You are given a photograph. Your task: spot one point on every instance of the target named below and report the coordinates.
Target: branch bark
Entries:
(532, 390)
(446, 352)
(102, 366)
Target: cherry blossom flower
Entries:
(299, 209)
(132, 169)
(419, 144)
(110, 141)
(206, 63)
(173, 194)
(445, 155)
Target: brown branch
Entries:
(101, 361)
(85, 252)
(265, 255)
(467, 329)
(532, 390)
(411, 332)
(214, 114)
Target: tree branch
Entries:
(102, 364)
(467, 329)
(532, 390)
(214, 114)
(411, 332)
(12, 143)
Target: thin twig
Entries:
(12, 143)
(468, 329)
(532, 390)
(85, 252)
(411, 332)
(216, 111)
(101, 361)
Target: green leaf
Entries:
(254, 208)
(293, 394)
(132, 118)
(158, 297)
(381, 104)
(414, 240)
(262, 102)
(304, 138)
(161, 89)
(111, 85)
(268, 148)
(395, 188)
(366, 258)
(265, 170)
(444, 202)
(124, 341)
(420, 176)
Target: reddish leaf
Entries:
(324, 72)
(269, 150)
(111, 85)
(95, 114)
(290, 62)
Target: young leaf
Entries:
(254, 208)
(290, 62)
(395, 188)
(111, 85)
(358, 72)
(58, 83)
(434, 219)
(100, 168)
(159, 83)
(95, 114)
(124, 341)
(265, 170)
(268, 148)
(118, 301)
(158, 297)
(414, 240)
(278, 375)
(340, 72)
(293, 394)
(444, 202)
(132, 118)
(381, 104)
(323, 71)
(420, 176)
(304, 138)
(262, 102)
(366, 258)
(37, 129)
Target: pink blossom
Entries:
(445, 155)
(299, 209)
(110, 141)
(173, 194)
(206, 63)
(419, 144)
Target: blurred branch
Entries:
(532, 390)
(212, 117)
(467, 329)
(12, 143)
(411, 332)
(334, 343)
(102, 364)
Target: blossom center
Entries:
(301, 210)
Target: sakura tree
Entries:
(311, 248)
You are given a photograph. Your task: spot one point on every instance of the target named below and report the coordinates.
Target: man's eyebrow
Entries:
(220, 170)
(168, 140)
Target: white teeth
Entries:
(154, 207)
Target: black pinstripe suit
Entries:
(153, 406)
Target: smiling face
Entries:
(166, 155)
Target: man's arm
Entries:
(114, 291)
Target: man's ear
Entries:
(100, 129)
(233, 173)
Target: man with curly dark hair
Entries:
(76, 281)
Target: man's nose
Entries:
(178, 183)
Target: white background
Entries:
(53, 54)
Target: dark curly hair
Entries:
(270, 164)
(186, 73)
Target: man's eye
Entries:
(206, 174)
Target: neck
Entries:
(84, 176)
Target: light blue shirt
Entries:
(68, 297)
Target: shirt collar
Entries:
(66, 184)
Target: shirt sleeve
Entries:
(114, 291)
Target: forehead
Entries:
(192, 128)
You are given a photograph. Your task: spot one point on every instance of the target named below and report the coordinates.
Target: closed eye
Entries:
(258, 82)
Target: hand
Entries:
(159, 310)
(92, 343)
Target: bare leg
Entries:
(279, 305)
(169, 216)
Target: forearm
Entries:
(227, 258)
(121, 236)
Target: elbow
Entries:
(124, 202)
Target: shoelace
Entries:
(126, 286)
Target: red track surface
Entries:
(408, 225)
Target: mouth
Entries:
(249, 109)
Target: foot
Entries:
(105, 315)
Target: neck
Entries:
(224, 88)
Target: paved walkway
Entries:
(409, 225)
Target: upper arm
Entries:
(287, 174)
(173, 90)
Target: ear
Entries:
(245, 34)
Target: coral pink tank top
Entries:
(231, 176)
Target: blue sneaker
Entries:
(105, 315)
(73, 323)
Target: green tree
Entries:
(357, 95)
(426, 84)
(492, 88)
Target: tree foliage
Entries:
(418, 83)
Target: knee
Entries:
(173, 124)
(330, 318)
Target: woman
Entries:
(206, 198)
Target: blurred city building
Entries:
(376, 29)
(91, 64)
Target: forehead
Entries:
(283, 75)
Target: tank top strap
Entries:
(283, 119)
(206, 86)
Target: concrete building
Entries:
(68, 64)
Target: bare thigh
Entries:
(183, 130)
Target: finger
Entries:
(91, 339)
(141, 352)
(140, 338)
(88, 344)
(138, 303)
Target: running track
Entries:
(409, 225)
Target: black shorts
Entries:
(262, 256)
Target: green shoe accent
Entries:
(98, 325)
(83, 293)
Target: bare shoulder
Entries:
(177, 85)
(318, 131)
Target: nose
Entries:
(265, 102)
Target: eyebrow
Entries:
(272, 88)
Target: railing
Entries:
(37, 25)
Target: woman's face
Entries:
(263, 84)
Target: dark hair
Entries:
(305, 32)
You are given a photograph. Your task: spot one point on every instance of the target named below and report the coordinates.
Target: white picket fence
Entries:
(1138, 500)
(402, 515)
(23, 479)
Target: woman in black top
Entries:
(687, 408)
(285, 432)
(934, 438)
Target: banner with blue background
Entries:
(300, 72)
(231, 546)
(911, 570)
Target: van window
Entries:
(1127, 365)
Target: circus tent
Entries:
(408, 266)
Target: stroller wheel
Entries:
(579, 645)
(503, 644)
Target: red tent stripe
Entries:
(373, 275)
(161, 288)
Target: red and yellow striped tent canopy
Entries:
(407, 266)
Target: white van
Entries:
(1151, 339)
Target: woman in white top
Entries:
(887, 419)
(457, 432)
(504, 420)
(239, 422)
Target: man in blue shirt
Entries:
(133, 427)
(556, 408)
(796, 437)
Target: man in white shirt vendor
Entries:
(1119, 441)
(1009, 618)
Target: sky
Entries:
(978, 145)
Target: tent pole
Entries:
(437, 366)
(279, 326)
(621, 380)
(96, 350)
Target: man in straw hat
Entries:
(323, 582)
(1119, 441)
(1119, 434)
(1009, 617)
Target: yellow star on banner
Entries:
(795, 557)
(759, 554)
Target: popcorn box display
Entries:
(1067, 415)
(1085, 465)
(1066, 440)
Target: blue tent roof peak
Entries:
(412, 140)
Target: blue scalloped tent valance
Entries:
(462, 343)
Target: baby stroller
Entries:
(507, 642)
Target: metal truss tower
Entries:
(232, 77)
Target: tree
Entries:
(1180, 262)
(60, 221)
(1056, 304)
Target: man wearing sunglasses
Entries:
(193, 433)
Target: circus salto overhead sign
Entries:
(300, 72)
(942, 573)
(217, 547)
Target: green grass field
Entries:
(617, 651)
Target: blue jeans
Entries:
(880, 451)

- - - -

Exercise description:
The listing above is to be transcribed in full, with no line omitted.

Output below:
You are given a photograph. Your task: spot one point on every instance of the target named below and report the coordinates.
Target: branch bark
Entries:
(532, 390)
(446, 352)
(102, 366)
Target: cherry blossom flower
Entries:
(299, 209)
(132, 169)
(419, 144)
(110, 141)
(206, 63)
(173, 194)
(445, 155)
Target: brown branch
Entries:
(101, 361)
(85, 252)
(265, 255)
(467, 329)
(532, 390)
(411, 332)
(214, 114)
Target: tree branch
Entries:
(102, 364)
(467, 329)
(532, 390)
(214, 114)
(411, 332)
(12, 143)
Target: thin twig
Entries:
(12, 143)
(468, 329)
(532, 390)
(85, 252)
(411, 332)
(216, 111)
(101, 361)
Target: green leaf
Entries:
(254, 208)
(293, 394)
(132, 118)
(158, 297)
(381, 104)
(414, 240)
(262, 102)
(304, 138)
(161, 89)
(111, 85)
(268, 148)
(395, 188)
(366, 258)
(265, 170)
(444, 202)
(124, 341)
(420, 176)
Target: reddish leaf
Entries:
(324, 72)
(269, 150)
(111, 85)
(95, 114)
(290, 62)
Target: young leaf
Entries:
(254, 208)
(290, 62)
(395, 188)
(111, 85)
(358, 72)
(58, 83)
(434, 219)
(100, 168)
(159, 83)
(95, 114)
(124, 341)
(265, 170)
(268, 148)
(118, 301)
(158, 297)
(414, 240)
(278, 375)
(340, 72)
(293, 394)
(444, 202)
(132, 118)
(381, 104)
(323, 71)
(420, 176)
(304, 138)
(262, 102)
(366, 258)
(37, 129)
Target: pink blossom
Entries:
(445, 155)
(299, 209)
(110, 141)
(173, 194)
(206, 63)
(419, 144)
Target: blurred branch
Entries:
(532, 390)
(212, 117)
(467, 329)
(12, 143)
(411, 332)
(334, 343)
(102, 364)
Target: blossom center
Entries:
(301, 210)
Target: sakura tree
Entries:
(311, 248)
You are given a photograph. Your task: spot one point on every instance of the target named below and report the coordinates.
Target: man's eyebrow
Entries:
(220, 170)
(168, 140)
Target: white teeth
Entries:
(154, 207)
Target: black pinstripe suit
Entries:
(153, 406)
Target: smiling face
Entries:
(166, 155)
Target: man's arm
Entries:
(114, 291)
Target: man's ear
Entries:
(100, 129)
(233, 173)
Target: man with curly dark hair
Entries:
(76, 281)
Target: man's nose
Entries:
(178, 183)
Target: white background
Entries:
(53, 54)
Target: dark curly hair
Entries:
(270, 164)
(186, 73)
Target: man's eye
Entries:
(206, 174)
Target: neck
Entries:
(84, 176)
Target: light blue shirt
Entries:
(68, 297)
Target: shirt collar
Entries:
(66, 184)
Target: shirt sleeve
Entries:
(114, 291)
Target: forehead
Entries:
(192, 128)
You are given a photograph. Your task: spot one point on every instance of the target named below and report the coordinates.
Target: closed eye
Entries:
(258, 82)
Target: hand
Entries:
(159, 310)
(92, 343)
Target: bare leg
Entries:
(279, 305)
(169, 216)
Target: forearm
Entries:
(227, 258)
(121, 236)
Target: elbow
Entries:
(124, 202)
Target: shoelace
Entries:
(126, 286)
Target: red track surface
Entries:
(408, 225)
Target: mouth
Entries:
(249, 109)
Target: foot
Entries:
(105, 315)
Target: neck
Entries:
(224, 88)
Target: paved walkway
Entries:
(409, 225)
Target: upper arm
Entries:
(287, 174)
(173, 90)
Target: ear
Entries:
(245, 34)
Target: coral pink tank top
Entries:
(231, 176)
Target: blue sneaker
Entries:
(105, 315)
(73, 323)
Target: green tree
Entries:
(357, 95)
(426, 84)
(492, 88)
Target: tree foliage
Entries:
(418, 83)
Target: knee
Entries:
(173, 124)
(330, 318)
Target: woman
Entries:
(206, 198)
Target: blurred city building
Entries:
(376, 29)
(91, 64)
Target: forehead
Entries:
(283, 75)
Target: tank top strap
Entries:
(283, 119)
(206, 86)
Target: concrete building
Entries:
(68, 64)
Target: bare thigh
Entries:
(183, 130)
Target: finger
Entries:
(91, 339)
(141, 352)
(140, 338)
(88, 344)
(138, 303)
Target: running track
Entries:
(409, 225)
Target: black shorts
Entries:
(262, 256)
Target: green shoe accent
Entries:
(98, 325)
(83, 293)
Target: bare shoulder
Entries:
(177, 85)
(318, 131)
Target: nose
Entries:
(265, 102)
Target: eyebrow
Entries:
(272, 88)
Target: railing
Entries:
(37, 25)
Target: woman's face
Entries:
(263, 84)
Target: dark hair
Entries:
(305, 32)
You are given a photograph. Your task: spot one point on every instance of the target named below and report the coordinates.
Target: white picket fence
Entries:
(1138, 500)
(402, 515)
(23, 479)
Target: woman in black top
Entries:
(687, 408)
(285, 432)
(934, 438)
Target: banner with blue background
Entries:
(300, 72)
(231, 546)
(911, 570)
Target: van window
Entries:
(1127, 365)
Target: circus tent
Entries:
(408, 266)
Target: stroller wheel
Entries:
(579, 645)
(503, 644)
Target: red tent stripe
Entries:
(373, 275)
(161, 288)
Target: red and yellow striped tent canopy
Entries:
(407, 266)
Target: white van
Entries:
(1151, 339)
Target: woman in white top
Entries:
(887, 419)
(457, 432)
(504, 420)
(239, 422)
Target: man in blue shirt
Entries:
(133, 427)
(556, 408)
(796, 437)
Target: man in white shirt vendor
Entries:
(1119, 441)
(1009, 618)
Target: sky
Entries:
(978, 145)
Target: tent pole
Entries:
(437, 366)
(279, 326)
(621, 380)
(96, 350)
Target: man in straw hat
Entries:
(323, 582)
(1119, 441)
(1119, 434)
(1009, 617)
Target: yellow star on banner
Entries:
(795, 557)
(759, 554)
Target: popcorn box display
Entries:
(1067, 415)
(1085, 465)
(1066, 440)
Target: blue tent roof peak
Entries:
(412, 140)
Target: blue scalloped tent valance
Entries:
(462, 343)
Target: baby stroller
Entries:
(507, 642)
Target: metal truss tower
Entries:
(232, 77)
Target: tree
Entries:
(1180, 262)
(60, 221)
(1056, 304)
Target: man wearing sunglasses
Entries:
(193, 433)
Target: circus salto overhead sign
Entries:
(300, 72)
(942, 573)
(217, 547)
Target: green grass field
Entries:
(617, 651)
Target: blue jeans
Entries:
(880, 451)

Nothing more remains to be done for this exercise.